* Directions for this task *
Repeat word for word the stretch of the downhole assembly claims that begins with the words containing "21. A downhole" and ends with "to 0.020 inches.".

11. A downhole assembly according to claim 10 wherein the at least one key member is connected on the first spider or the second spider.
12. A downhole assembly according to claim 1 comprising a locking mechanism wherein the locking mechanism comprises a locking member in the bore, the locking member coupled to the section above the first spider and tightly clamping against the first spider.
13. A downhole assembly according to claim 1 wherein the downhole probe comprises an electronics package.
14. A downhole assembly according to claim 1 wherein the downhole probe comprises a cylindrical housing.
15. A downhole assembly according to claim 1 wherein the downhole probe has a length in the range of 1 to 20 meters.
16. A downhole assembly according to claim 1 wherein the section comprises a first landing lower than an uphole end of the probe and a second landing adjacent a downhole end of the probe, the second spider is configured to engage the second landing and the first spider is configured to be spaced away from the first landing.
17. A downhole assembly according to claim 16 comprising a locking mechanism comprising a locking member in the bore, the locking member coupled to the section above the first spider and tightly clamping against the first spider.
18. A downhole assembly according to claim 17 wherein the locking member compresses against the first spider reducing a gap between the first spider and the first landing.
19. A downhole assembly according to claim 17 wherein the locking member compresses against the first spider causing the first spider to engage the first landing.
20. A downhole assembly according to claim 1 wherein the first spider and second spider are resiliently deformable.
21. A downhole assembly according to claim 1 wherein a resilient member is coupled to one or both of the first spider and the second spider.
22. A downhole assembly according to claim 1 wherein the probe thermally expands.
23. A downhole assembly according to claim 22 wherein the thermal expansion of the probe is in the range of 0.001 to 0.150 inches.
24. A downhole assembly according to claim 3 wherein the at least one key member is axially movable within the corresponding at least one channel to accommodate thermal expansion of the probe.
25. A downhole assembly according to claim 18 wherein the gap is in the range of 0.010 to 0.020 inches.
26. A downhole assembly according to claim 1, wherein the first and second spiders are removably coupled to the probe.
29. A downhole assembly according to claim 28 wherein the couplings comprise threaded couplings.
30. A downhole assembly according to claim 28 wherein one of the supports comprises a landing in the bore and a clamping member arranged to clamp a the rim of the one of the supports against the landing.
31. A downhole assembly according to claim 30 wherein the probe is dimensioned such that clamping the member against the landing axially compresses the probe between the first and second supports.
32. A downhole assembly according to claim 31 wherein the clamping member comprises a nut arranged to clamp against the rim of the support.

This application claims the benefit under 35 U.S.C. § 119 of U.S. Application No. 61/732,816 filed 3 Dec. 2012 and entitled AXIALLY-SUPPORTED DOWNHOLE PROBES which is hereby incorporated herein by reference for all purposes.

* Given data *
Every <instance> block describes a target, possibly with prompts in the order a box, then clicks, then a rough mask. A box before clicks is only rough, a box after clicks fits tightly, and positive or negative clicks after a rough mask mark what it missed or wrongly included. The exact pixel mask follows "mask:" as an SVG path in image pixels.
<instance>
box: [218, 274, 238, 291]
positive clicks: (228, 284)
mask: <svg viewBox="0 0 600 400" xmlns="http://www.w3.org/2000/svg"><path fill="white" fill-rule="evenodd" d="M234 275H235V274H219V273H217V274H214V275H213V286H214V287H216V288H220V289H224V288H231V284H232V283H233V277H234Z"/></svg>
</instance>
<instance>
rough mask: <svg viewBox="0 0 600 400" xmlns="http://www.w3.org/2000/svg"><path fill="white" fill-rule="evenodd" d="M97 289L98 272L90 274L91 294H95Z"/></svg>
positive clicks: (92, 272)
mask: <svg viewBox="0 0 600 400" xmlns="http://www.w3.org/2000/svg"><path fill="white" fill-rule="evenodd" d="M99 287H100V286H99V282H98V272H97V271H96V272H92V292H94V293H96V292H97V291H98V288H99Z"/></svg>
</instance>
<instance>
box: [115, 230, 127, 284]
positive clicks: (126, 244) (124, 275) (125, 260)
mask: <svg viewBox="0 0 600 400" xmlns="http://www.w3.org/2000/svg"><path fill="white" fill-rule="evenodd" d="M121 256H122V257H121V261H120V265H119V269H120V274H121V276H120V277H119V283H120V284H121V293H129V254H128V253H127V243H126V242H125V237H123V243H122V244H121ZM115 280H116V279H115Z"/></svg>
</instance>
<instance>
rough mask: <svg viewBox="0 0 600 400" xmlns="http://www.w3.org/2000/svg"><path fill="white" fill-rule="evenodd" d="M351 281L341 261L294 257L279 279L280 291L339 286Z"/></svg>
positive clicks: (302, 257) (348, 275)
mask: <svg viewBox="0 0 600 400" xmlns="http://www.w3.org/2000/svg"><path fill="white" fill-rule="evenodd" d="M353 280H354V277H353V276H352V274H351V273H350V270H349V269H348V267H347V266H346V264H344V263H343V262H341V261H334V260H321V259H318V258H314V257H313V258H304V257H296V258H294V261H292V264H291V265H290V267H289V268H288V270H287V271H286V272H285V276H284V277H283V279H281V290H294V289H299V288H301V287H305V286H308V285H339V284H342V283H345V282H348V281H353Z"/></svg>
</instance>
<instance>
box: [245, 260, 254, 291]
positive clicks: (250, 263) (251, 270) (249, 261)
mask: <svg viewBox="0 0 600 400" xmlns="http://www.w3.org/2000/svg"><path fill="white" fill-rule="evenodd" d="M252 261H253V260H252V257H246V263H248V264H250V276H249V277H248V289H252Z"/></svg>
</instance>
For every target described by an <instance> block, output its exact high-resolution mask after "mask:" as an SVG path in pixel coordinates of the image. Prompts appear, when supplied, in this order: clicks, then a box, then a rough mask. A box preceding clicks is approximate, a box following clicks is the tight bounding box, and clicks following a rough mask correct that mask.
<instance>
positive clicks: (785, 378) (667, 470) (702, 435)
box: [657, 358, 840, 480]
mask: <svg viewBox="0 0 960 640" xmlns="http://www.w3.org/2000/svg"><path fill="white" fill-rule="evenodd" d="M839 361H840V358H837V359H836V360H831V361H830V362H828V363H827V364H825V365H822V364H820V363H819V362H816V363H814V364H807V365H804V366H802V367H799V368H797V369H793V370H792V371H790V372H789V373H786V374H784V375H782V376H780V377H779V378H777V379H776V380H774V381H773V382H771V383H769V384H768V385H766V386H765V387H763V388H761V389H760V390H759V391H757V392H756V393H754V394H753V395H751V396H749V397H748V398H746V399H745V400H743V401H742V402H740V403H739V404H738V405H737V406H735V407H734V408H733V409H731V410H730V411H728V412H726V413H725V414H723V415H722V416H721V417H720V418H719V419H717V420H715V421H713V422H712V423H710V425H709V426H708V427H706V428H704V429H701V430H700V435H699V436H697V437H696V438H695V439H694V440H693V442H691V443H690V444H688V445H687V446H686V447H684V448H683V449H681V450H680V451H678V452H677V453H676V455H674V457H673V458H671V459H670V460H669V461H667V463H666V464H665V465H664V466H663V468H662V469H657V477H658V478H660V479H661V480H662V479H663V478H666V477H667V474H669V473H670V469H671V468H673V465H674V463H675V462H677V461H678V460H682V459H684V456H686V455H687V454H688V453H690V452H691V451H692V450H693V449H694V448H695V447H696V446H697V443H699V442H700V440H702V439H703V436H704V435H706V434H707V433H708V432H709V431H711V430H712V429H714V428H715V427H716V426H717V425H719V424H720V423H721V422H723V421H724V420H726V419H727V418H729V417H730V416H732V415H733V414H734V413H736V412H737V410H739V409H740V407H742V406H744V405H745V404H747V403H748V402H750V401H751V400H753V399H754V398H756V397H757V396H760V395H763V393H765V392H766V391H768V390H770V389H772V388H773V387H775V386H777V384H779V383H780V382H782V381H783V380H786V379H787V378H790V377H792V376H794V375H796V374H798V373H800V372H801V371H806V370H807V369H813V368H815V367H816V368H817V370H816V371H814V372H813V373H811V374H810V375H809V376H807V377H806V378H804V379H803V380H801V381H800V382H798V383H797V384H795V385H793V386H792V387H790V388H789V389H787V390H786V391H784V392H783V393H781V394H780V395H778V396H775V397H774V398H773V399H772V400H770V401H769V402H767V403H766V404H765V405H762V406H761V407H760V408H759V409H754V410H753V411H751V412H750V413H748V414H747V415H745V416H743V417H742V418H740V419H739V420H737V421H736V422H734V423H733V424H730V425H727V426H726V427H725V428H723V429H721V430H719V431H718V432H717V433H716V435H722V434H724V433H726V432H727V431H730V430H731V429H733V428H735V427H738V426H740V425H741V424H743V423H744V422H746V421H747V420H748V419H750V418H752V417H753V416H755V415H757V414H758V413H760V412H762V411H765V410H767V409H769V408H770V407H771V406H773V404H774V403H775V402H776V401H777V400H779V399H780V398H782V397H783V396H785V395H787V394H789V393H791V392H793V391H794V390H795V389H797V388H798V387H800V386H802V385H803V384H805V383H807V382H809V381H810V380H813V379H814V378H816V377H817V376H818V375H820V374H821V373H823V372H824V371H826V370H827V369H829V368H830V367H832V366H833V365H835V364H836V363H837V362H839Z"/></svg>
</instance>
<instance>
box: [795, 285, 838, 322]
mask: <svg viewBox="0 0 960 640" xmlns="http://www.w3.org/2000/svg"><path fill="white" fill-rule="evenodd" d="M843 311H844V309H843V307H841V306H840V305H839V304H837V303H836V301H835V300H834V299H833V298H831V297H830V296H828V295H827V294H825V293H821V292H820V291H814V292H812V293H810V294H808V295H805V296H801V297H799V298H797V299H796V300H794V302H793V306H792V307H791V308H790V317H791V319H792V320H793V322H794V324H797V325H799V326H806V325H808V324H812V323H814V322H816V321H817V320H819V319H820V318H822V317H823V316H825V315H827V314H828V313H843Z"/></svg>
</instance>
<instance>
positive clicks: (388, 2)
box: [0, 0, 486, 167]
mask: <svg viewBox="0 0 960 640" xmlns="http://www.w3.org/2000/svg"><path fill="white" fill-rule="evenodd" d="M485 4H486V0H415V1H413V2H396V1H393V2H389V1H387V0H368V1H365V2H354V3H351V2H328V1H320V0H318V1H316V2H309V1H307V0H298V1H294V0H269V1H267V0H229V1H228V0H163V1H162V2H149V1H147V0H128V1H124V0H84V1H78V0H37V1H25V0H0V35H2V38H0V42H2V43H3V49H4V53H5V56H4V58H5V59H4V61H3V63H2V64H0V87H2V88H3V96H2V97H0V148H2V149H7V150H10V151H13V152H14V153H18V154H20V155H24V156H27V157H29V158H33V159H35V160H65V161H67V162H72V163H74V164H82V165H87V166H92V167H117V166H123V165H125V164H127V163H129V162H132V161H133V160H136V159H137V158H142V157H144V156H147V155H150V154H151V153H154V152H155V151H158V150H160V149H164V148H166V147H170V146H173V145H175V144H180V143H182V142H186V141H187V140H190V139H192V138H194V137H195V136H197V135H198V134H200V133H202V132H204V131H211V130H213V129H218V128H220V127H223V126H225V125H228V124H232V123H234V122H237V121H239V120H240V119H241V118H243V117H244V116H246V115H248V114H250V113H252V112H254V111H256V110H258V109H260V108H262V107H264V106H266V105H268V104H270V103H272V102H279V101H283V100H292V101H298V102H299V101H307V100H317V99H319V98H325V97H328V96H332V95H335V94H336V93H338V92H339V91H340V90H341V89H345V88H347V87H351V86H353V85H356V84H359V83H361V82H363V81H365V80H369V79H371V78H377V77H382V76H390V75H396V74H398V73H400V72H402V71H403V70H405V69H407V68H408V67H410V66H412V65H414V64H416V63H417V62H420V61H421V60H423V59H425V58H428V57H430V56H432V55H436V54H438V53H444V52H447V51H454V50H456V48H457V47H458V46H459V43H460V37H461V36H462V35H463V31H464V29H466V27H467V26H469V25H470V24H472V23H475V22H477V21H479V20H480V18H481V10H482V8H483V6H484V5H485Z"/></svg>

* Task result *
21. A downhole assembly according to claim 1 wherein a resilient member is coupled to one or both of the first spider and the second spider.
22. A downhole assembly according to claim 1 wherein the probe thermally expands.
23. A downhole assembly according to claim 22 wherein the thermal expansion of the probe is in the range of 0.001 to 0.150 inches.
24. A downhole assembly according to claim 3 wherein the at least one key member is axially movable within the corresponding at least one channel to accommodate thermal expansion of the probe.
25. A downhole assembly according to claim 18 wherein the gap is in the range of 0.010 to 0.020 inches.